Return the following lines verbatim, from the line containing "point: silver suv" through the line containing "column 593, row 604", both included.

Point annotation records
------------

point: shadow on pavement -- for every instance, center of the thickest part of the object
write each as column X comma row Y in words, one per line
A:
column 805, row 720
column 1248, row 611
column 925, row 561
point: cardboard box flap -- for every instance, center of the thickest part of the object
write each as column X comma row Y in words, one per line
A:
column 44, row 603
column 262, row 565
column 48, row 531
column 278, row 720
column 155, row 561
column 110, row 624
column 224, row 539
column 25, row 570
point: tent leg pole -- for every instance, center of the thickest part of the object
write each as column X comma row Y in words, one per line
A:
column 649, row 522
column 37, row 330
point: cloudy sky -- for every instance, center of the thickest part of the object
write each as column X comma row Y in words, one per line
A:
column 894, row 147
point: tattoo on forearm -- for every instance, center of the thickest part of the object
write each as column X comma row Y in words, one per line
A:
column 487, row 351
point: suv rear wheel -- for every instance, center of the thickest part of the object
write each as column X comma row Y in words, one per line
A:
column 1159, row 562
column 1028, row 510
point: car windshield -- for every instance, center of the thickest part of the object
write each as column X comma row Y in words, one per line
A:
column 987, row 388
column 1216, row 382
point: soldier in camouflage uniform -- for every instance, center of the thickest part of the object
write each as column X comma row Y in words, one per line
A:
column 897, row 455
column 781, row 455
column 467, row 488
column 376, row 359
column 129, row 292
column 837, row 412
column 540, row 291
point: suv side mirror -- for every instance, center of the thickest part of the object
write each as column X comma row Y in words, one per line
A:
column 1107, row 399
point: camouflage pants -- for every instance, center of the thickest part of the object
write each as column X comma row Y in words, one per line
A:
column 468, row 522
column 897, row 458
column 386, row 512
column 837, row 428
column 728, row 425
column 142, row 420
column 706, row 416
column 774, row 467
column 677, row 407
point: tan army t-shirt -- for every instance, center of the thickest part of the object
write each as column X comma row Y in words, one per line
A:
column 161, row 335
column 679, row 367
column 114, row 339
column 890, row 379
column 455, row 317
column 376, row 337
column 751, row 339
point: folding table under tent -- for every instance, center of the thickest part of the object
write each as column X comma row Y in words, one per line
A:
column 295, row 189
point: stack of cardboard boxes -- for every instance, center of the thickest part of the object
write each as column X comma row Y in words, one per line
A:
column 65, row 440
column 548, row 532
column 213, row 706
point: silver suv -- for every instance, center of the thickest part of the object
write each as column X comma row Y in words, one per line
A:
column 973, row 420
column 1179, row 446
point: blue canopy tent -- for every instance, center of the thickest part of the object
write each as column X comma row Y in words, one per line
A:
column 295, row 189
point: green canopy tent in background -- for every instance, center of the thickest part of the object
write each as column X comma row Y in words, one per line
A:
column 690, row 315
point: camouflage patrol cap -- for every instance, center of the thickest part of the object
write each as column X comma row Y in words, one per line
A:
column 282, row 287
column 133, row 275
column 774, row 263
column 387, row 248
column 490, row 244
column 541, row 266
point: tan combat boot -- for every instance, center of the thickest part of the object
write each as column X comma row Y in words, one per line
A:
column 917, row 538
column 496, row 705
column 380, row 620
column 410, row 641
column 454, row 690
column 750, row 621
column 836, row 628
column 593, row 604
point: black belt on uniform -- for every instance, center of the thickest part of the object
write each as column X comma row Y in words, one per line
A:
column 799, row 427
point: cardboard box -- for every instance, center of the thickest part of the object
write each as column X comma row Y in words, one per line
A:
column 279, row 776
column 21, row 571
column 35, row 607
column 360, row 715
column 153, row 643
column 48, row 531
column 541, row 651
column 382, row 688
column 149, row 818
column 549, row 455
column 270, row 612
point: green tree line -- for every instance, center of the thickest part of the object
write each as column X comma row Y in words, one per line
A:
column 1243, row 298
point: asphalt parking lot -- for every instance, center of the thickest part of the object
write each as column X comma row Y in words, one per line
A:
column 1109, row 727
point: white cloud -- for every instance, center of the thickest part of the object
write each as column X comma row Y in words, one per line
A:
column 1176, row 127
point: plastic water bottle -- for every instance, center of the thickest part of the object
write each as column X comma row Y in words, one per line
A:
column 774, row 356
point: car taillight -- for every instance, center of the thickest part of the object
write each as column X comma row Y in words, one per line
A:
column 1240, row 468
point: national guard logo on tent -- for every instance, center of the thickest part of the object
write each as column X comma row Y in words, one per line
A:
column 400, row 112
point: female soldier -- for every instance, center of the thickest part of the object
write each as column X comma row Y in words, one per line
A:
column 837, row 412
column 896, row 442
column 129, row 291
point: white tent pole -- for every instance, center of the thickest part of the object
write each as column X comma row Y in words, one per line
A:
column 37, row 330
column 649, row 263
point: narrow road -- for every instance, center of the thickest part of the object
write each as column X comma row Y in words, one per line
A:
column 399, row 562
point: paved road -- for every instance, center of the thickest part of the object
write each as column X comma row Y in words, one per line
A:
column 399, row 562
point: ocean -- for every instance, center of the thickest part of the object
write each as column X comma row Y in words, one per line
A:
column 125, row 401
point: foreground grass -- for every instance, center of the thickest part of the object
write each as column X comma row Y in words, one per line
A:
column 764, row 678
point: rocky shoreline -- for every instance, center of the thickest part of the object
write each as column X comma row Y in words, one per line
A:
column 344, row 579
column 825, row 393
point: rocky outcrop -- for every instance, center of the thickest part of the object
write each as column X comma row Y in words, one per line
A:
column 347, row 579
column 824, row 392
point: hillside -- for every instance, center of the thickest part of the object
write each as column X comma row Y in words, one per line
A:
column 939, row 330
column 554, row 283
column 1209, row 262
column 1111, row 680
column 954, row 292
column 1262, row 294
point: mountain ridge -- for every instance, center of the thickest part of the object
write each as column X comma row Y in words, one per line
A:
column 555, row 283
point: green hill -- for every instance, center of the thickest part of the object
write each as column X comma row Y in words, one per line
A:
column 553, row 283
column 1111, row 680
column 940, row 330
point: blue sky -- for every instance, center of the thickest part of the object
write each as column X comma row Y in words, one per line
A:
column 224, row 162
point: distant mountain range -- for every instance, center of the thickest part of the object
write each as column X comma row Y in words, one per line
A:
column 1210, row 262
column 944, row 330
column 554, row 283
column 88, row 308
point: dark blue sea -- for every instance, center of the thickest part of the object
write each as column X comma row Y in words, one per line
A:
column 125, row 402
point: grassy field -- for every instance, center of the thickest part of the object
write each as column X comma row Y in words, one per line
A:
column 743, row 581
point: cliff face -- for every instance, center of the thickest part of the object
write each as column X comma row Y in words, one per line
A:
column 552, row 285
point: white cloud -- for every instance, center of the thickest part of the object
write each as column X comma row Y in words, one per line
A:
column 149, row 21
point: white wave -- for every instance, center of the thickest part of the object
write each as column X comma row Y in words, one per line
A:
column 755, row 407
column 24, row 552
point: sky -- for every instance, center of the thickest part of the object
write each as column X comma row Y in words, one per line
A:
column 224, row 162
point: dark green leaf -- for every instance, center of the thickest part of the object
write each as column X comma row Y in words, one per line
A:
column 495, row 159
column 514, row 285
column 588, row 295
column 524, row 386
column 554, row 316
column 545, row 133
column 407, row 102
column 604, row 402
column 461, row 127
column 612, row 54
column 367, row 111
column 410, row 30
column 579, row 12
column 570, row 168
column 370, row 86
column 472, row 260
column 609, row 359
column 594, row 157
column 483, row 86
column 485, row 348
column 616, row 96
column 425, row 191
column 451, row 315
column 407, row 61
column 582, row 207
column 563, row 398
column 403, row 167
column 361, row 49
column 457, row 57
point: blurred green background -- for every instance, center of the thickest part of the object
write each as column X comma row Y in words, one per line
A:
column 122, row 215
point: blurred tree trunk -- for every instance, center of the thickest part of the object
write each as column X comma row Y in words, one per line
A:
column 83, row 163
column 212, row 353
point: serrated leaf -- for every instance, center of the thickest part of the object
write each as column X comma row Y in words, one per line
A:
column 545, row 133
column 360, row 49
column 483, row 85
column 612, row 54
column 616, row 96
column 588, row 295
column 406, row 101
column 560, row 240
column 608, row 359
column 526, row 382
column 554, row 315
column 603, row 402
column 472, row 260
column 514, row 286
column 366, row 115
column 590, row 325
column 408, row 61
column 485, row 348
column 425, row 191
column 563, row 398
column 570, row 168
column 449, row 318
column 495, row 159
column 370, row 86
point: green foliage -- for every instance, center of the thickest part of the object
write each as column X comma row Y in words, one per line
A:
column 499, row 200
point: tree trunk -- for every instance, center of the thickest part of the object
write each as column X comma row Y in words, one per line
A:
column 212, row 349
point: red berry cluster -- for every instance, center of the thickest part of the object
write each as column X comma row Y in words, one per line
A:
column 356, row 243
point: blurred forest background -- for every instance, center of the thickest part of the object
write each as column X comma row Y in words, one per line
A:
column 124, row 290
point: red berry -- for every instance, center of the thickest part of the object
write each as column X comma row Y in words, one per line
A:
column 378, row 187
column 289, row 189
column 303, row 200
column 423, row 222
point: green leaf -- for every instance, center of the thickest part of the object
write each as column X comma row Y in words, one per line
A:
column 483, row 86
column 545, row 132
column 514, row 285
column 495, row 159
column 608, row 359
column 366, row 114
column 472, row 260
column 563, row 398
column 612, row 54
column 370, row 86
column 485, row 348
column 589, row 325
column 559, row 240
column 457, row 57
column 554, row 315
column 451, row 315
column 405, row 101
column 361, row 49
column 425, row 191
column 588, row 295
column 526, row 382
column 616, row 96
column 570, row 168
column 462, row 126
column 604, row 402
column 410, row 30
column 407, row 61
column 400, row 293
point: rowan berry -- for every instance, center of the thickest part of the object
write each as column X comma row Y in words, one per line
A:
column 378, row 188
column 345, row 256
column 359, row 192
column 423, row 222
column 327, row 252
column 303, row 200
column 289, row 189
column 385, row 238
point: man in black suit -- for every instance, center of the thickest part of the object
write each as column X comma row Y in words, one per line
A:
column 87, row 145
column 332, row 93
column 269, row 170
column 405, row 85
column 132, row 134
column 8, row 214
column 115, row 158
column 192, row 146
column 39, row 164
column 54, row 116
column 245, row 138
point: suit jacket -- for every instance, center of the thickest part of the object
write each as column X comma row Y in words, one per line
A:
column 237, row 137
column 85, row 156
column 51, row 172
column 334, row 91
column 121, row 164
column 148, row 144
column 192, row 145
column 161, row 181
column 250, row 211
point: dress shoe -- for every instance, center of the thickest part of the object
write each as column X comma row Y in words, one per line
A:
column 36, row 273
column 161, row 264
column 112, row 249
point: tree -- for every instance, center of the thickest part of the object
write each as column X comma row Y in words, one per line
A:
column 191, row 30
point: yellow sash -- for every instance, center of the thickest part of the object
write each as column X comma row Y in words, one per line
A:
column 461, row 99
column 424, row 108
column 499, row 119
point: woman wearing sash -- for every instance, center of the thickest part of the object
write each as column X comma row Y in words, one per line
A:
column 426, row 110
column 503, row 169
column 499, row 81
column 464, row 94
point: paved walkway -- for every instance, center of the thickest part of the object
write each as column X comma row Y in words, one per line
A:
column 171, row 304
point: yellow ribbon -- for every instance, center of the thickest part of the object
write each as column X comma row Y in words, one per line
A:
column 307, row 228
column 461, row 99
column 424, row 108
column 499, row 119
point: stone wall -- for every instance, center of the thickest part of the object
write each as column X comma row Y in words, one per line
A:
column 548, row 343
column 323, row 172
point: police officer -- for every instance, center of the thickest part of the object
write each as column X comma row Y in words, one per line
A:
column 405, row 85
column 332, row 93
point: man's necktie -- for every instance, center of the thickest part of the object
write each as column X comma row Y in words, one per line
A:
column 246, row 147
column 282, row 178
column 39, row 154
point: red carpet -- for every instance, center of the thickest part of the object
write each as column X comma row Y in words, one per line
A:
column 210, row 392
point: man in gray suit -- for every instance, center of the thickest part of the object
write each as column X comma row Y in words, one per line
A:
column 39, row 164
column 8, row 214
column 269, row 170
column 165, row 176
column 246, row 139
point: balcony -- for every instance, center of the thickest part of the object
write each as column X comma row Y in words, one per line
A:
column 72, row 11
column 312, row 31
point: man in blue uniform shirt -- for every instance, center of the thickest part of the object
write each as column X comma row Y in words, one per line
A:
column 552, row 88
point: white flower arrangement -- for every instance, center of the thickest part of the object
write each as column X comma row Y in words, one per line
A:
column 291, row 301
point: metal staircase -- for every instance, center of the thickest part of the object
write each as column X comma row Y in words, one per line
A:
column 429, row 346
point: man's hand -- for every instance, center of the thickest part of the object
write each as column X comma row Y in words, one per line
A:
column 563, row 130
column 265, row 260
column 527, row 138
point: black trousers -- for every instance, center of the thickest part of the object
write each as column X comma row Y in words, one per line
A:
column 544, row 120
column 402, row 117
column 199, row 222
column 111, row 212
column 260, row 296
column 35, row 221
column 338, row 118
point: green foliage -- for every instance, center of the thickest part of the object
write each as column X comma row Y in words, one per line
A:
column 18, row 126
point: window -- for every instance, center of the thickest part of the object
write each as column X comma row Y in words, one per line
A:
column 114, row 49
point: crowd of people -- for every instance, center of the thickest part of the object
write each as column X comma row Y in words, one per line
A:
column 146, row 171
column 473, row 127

------------

SOLVED PROBLEM =
point: silver suv -- for every instance, center of the thickest part of the object
write each as column X comma row Y in words, one per line
A:
column 973, row 420
column 1179, row 446
point: blue canopy tent -- for every instance, center of the thickest part of the object
write each as column X comma row Y in words, one per line
A:
column 295, row 189
point: green canopy tent in background -- for every instance, center of the thickest part of the object
write each as column X comma row Y in words, one per line
A:
column 690, row 315
point: camouflage patrol cap -- for every instance, center of the thickest part of the object
write each as column X comma row Y in words, one per line
A:
column 282, row 287
column 133, row 275
column 774, row 263
column 387, row 248
column 490, row 244
column 541, row 266
point: tan combat boot -- for every instance, center of the thickest part of the object
write each as column X comma row Y in words, one per line
A:
column 917, row 538
column 496, row 705
column 380, row 620
column 410, row 641
column 454, row 690
column 750, row 621
column 836, row 628
column 593, row 604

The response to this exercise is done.